### Description of the task
Extract the lines below verbatim, omitting any pictures from the output.

──────────

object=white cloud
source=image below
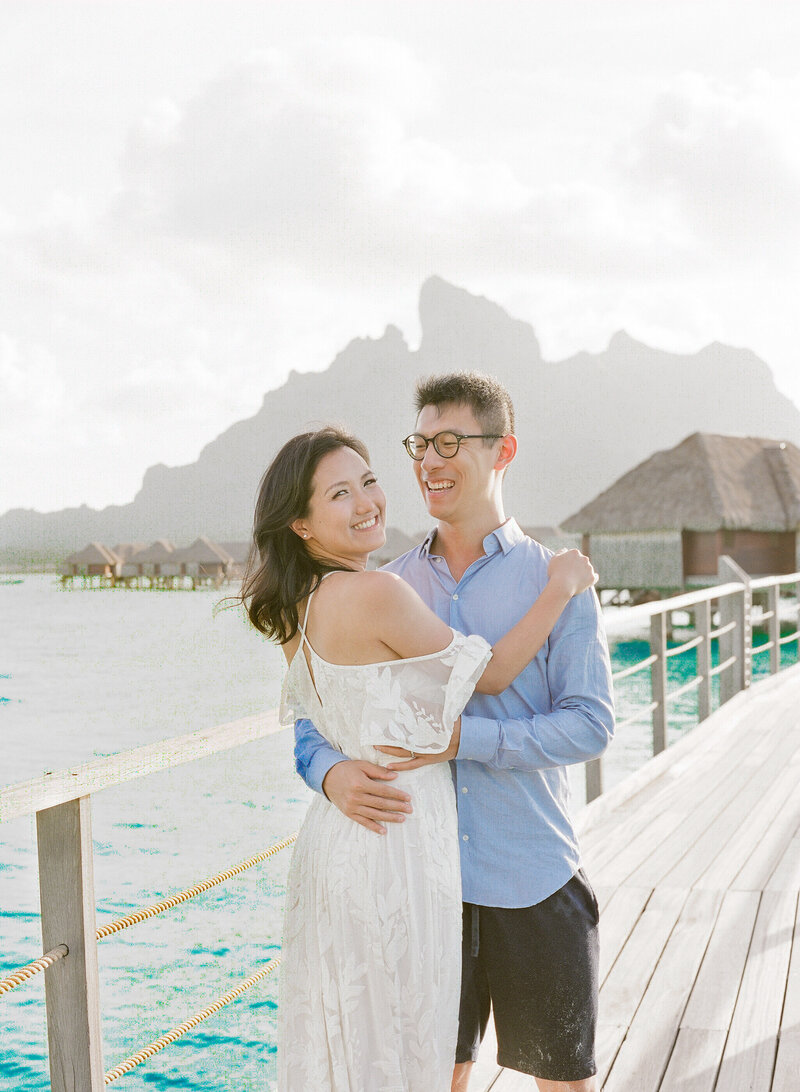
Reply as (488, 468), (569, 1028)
(626, 72), (800, 266)
(0, 31), (800, 512)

──────────

### Expected answer
object=white cloud
source=image below
Reply as (488, 468), (569, 1028)
(626, 72), (800, 266)
(0, 31), (800, 512)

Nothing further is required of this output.